OBJECTIVE: Copy the lines below verbatim, but only from the line containing "Where can you see the shrub?" through the end of the data.

══ SUPPLIED INFORMATION ══

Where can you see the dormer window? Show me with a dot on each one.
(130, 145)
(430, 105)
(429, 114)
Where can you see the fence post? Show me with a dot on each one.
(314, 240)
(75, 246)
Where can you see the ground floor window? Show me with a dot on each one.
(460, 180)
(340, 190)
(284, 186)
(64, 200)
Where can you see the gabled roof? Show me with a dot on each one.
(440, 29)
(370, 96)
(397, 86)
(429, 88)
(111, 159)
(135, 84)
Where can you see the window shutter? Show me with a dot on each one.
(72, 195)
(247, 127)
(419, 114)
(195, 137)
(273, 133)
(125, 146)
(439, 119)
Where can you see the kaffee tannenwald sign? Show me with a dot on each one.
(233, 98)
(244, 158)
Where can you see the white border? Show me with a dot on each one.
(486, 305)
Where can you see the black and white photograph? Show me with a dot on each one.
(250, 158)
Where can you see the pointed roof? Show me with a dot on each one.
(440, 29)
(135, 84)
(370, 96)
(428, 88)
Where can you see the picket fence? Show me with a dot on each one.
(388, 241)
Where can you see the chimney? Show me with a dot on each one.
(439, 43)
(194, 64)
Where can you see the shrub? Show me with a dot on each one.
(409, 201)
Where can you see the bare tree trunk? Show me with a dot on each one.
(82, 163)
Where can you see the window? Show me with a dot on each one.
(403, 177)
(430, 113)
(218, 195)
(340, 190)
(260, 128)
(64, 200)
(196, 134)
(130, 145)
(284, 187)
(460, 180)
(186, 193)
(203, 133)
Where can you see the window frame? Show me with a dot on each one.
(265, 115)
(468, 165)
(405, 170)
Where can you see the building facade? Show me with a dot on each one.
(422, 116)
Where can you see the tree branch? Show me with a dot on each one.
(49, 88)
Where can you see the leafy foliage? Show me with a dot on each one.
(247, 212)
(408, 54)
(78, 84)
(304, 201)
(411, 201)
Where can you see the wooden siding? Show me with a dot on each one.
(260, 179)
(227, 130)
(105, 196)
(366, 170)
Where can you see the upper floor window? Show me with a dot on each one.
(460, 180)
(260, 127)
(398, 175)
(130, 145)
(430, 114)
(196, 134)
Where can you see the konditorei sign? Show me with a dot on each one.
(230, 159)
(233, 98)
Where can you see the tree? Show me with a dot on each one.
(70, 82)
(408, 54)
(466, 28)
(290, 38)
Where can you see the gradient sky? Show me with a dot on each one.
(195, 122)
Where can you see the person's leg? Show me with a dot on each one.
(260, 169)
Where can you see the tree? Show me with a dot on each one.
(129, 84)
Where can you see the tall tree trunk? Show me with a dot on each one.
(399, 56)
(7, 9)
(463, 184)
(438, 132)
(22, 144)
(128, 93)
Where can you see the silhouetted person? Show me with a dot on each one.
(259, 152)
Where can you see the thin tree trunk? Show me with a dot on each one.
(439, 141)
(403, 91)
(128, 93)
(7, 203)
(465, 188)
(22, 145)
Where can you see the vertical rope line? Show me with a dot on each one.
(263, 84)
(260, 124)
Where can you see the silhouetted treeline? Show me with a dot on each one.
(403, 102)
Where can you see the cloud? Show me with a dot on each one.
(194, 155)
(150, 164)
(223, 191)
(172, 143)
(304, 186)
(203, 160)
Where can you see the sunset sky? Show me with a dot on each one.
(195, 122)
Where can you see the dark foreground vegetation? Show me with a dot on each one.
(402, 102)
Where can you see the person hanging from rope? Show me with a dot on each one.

═══

RESULT FOR THIS EXERCISE:
Where can you see the shrub? Show me with a dot on each one.
(409, 201)
Where can you see the bare tree trunk? Show me with a dot on each one.
(82, 163)
Where can you see the window? Show me with a dot on each one.
(403, 177)
(430, 113)
(218, 195)
(340, 190)
(260, 128)
(64, 200)
(196, 134)
(130, 145)
(284, 187)
(460, 180)
(186, 193)
(203, 133)
Where can you see the window frame? Show me with a dot on each one.
(265, 115)
(468, 165)
(405, 170)
Where can you see the building facade? Show me with a dot on each one.
(422, 116)
Where can you see the tree branch? Show me with a dot on each one.
(49, 88)
Where can you see the leafy foliage? Show me with a dot on each one.
(247, 212)
(408, 54)
(78, 84)
(304, 201)
(411, 201)
Where can you see the wooden siding? Show me with a dot on each one.
(260, 179)
(227, 130)
(105, 196)
(366, 170)
Where can you see the upper floor window? Show me with a dot on each one.
(460, 180)
(260, 127)
(398, 175)
(130, 145)
(430, 114)
(196, 134)
Where can you see the konditorei sign? Show me with a dot on each one.
(230, 159)
(233, 98)
Where can you see the tree? Show me with a dot on each one.
(70, 82)
(408, 54)
(466, 28)
(290, 38)
Where can you see the gradient sky? Show me with a dot on each one.
(195, 122)
Where can you see the person's leg? Show me with a dot on each one.
(260, 169)
Where can you see the tree? Show me with a dot on each one.
(129, 84)
Where can you see the tall tree trunk? Show me with a dot on each one.
(399, 56)
(7, 9)
(463, 184)
(438, 132)
(22, 144)
(128, 93)
Where can you see the silhouetted person? Show me with a dot on each one.
(259, 152)
Where can you see the thin tree trunk? Show me with a dot on each one.
(439, 141)
(403, 91)
(128, 93)
(7, 203)
(465, 188)
(22, 145)
Where can you see the vertical rope line? Show me with a dot on each one.
(263, 84)
(260, 124)
Where can you see the silhouetted treeline? Show me with a dot on each one.
(403, 102)
Where can you see the cloud? Show me with a dot on each one.
(194, 155)
(150, 164)
(223, 191)
(172, 143)
(304, 186)
(203, 160)
Where can you see the sunset sky? Show me with a dot on each one.
(195, 122)
Where can you see the dark foreground vegetation? Show me with a dot on each one.
(402, 102)
Where can you see the person hanging from rope? Show me with a dot on each one.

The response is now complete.